Schriftliche Aufgabe A:
Gib aus dem Text über den Prozess gegen den Waffenhändler des OEZ-Attentäters den Abschnitt zwischen „Im Prozess gegen“ und „diese Einschätzung offenbar nicht.“ wortgetreu zurück, beide Stellen eingeschlossen.

Vorliegender Text:
========

Im Prozess gegen den Waffenhändler des Münchner OEZ-Attentäters hat die Staatsanwaltschaft einen Rückzieher machen müssen. Wichtige Belastungszeugen hätten ihre Aussagen eventuell "eingeübt" und sich abgesprochen, das hatte Staatsanwalt Florian Weinzierl noch am vergangenen Verhandlungstag gesagt. Am Mittwoch, dem letzten Prozesstag vor den Weihnachtsferien, zeigte sich indes: Die vorgelegten Abhörprotokolle stützen diese Einschätzung offenbar nicht.

Opferanwalt Yavuz Narin warf dem Staatsanwalt daraufhin eine möglicherweise bewusste Täuschung der Öffentlichkeit und der Verfahrensbeteiligten vor: "Oder war es Fahrlässigkeit?" Weinzierl hatte vor einer Woche nach kurzfristiger Durchsicht von zehn Bänden aus Köln übersandter Akten die Glaubwürdigkeit mehrerer Zeugen in Zweifel gezogen. Der Vorsitzende Richter Frank Zimmer machte deutlich, dass Bemerkungen wie die der Staatsanwaltschaft von vergangener Woche "nullkommanull Bedeutung" für die Kammer hätten. Er sagte: "Diese zwei Sätze hätte man sich eventuell sparen können."

Offenbar geht aus abgehörten Telefongesprächen der Zeugen nur hervor, dass Mitglieder der Kölner Familie F. sich nach ihrem Auftritt vor Gericht über ihre Aussagen unterhalten haben, als der Sohn Uwe F. seine Eltern vom Bahnhof abholte. So die Darstellung von Opferanwälten. Staatsanwalt Weinzierl sagte am Mittwoch, man müsse sich "das genau anschauen".

========

Einträge aus einer Datenquelle:
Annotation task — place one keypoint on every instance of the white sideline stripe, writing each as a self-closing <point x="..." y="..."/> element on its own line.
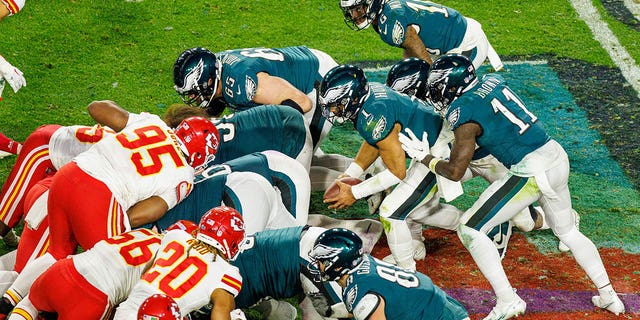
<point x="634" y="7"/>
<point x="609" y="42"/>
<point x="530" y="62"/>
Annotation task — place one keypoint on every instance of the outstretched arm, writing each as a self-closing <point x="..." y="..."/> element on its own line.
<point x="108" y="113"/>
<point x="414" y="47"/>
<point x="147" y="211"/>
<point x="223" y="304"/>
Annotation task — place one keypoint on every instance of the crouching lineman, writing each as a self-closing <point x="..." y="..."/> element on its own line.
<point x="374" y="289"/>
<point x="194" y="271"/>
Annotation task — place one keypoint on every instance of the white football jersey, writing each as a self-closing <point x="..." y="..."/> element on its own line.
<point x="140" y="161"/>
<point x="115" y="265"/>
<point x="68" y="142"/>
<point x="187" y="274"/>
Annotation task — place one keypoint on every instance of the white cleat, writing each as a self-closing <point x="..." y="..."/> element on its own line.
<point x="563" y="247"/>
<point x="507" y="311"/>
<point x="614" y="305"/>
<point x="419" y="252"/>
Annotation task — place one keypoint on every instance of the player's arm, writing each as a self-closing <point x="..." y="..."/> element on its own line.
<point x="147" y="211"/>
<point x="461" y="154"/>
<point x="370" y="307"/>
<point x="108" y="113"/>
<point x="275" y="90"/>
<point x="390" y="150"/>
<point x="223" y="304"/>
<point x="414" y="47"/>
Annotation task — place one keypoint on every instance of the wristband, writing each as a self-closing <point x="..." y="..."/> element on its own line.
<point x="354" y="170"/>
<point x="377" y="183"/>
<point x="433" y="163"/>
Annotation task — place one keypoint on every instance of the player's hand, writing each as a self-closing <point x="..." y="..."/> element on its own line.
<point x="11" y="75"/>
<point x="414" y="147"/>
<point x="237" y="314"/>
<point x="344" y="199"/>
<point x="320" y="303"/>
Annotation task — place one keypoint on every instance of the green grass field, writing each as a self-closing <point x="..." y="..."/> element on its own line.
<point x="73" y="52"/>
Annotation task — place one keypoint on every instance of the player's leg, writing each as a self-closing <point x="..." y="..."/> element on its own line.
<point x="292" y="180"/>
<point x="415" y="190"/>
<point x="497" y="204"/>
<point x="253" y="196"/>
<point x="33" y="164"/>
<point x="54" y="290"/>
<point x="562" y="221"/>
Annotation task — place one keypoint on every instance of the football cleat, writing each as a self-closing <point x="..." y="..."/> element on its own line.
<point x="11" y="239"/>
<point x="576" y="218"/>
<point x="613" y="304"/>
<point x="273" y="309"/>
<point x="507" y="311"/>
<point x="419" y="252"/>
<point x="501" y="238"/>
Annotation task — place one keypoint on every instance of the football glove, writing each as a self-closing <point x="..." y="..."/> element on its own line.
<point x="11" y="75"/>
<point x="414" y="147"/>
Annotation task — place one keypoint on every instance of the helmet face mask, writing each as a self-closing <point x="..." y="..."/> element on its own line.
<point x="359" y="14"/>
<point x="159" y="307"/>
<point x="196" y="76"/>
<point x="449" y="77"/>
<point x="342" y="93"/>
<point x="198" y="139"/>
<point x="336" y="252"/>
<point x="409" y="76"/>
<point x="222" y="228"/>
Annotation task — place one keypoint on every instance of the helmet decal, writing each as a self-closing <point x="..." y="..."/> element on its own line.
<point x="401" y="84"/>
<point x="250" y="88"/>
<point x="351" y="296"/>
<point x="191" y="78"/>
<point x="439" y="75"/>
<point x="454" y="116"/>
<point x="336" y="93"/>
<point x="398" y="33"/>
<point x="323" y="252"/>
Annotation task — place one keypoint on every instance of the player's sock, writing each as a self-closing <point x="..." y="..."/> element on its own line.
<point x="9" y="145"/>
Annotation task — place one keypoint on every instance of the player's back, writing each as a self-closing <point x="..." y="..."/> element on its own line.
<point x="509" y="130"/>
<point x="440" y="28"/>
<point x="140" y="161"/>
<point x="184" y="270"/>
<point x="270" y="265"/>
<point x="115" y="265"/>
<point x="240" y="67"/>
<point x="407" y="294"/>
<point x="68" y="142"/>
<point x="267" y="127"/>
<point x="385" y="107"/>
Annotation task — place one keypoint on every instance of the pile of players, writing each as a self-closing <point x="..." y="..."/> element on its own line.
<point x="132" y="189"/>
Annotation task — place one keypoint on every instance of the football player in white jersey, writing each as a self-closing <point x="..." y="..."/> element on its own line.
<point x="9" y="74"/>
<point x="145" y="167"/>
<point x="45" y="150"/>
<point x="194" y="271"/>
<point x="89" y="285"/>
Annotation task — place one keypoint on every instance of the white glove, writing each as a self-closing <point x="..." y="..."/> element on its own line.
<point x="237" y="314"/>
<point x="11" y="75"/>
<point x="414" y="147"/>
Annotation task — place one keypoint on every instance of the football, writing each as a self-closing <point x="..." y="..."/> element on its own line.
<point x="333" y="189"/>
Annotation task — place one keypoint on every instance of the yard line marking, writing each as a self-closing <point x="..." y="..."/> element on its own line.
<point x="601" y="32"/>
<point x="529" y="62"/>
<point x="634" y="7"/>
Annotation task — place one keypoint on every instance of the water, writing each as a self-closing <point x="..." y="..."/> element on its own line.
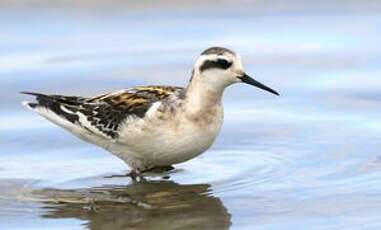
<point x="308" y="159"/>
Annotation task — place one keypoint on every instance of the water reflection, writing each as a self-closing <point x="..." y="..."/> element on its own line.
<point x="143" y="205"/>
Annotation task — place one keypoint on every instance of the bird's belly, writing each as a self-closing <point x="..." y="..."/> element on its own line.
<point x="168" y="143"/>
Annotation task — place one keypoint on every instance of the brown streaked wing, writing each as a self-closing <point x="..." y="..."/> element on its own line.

========

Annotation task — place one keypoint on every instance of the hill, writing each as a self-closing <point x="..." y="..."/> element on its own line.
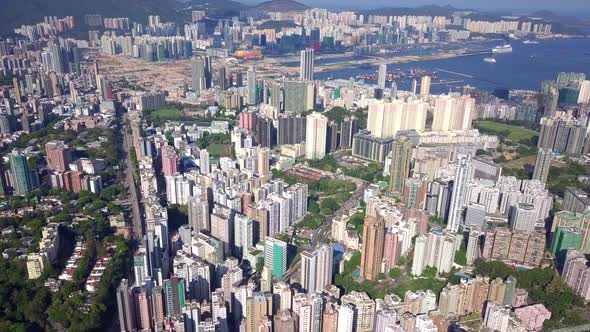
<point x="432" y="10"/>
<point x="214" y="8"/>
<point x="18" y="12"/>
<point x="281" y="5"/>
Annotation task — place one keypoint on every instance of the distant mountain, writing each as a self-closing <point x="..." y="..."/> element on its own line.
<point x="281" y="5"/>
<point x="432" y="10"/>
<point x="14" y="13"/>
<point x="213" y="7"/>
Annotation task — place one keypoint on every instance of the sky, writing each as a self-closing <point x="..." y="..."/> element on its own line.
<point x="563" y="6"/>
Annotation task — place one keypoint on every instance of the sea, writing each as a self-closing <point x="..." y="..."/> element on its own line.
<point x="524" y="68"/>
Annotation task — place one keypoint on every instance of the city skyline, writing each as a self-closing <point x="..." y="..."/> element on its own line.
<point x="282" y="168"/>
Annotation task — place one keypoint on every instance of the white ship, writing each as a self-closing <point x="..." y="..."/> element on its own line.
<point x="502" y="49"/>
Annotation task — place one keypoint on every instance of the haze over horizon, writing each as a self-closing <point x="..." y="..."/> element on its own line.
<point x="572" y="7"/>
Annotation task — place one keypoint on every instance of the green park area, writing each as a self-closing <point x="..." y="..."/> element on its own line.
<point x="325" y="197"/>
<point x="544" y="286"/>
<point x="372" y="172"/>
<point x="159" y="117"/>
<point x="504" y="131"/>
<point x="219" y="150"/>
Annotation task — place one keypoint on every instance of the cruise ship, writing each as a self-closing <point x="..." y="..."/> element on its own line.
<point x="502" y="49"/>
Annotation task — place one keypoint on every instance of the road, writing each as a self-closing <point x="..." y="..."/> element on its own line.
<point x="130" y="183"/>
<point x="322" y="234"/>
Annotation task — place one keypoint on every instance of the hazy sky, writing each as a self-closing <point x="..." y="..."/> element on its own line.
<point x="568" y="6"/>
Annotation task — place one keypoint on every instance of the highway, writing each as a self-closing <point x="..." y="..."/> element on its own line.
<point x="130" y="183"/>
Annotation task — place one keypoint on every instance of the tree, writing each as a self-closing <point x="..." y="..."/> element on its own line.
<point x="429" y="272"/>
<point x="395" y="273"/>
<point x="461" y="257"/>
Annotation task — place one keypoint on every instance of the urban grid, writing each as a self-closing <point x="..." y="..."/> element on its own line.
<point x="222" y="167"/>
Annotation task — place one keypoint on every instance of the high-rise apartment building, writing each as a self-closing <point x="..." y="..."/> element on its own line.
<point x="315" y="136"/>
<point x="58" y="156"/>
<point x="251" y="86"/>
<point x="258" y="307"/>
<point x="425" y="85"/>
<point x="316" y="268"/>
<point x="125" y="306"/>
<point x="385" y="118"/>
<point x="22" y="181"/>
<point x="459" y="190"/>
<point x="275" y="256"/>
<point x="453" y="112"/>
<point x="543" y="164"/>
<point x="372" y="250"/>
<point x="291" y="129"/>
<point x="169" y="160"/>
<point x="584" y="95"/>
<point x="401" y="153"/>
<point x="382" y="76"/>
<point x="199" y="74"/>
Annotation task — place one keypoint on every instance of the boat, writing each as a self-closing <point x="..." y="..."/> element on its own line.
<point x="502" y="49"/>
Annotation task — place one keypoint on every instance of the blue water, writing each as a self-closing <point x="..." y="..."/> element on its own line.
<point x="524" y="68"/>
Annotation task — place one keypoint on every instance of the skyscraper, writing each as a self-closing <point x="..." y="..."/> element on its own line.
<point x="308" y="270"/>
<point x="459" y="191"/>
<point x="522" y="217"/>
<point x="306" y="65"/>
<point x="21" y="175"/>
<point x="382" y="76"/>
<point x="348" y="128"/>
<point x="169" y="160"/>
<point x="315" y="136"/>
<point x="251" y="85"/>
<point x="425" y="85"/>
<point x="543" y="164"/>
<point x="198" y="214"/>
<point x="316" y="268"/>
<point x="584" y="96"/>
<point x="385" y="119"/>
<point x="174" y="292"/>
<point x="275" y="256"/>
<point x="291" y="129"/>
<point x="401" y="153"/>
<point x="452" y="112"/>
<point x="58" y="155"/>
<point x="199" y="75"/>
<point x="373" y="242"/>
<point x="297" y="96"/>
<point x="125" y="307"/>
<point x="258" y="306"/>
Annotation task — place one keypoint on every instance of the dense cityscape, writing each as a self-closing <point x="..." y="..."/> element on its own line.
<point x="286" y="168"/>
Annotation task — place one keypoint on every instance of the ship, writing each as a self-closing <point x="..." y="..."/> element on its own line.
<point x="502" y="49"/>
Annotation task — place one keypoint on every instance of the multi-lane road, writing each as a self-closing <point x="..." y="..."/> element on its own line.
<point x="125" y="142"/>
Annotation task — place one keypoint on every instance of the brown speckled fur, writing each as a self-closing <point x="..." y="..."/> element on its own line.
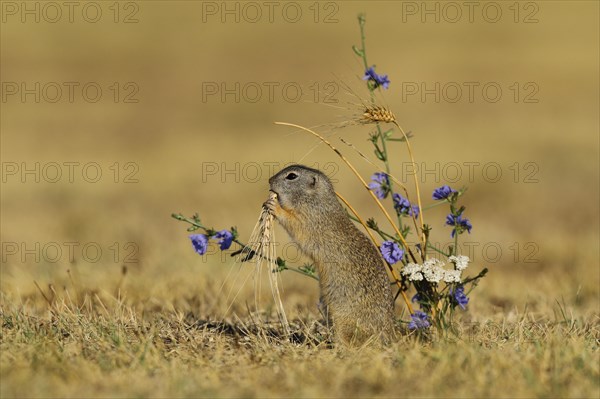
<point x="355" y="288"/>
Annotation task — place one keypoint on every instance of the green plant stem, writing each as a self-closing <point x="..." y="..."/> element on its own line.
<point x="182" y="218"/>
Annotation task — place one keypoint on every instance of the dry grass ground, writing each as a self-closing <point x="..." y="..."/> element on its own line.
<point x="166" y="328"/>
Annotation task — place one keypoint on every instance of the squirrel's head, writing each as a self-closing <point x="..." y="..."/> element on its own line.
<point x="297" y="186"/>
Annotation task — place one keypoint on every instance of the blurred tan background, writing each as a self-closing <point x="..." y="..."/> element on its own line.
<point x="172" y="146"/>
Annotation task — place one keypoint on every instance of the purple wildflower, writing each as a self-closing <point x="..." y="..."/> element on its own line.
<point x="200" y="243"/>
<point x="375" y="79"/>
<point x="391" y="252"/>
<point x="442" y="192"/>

========

Schriftliche Aufgabe B:
Nenne die Anzahl der Zeilen in den Einträgen, die die Zeichenfolge „jersey“ enthalten, und sonst nichts. Groß- und Kleinschreibung zählt.

Fertige Antwort A:
Im Prozess gegen den Waffenhändler des Münchner OEZ-Attentäters hat die Staatsanwaltschaft einen Rückzieher machen müssen. Wichtige Belastungszeugen hätten ihre Aussagen eventuell "eingeübt" und sich abgesprochen, das hatte Staatsanwalt Florian Weinzierl noch am vergangenen Verhandlungstag gesagt. Am Mittwoch, dem letzten Prozesstag vor den Weihnachtsferien, zeigte sich indes: Die vorgelegten Abhörprotokolle stützen diese Einschätzung offenbar nicht.

Fertige Antwort B:
2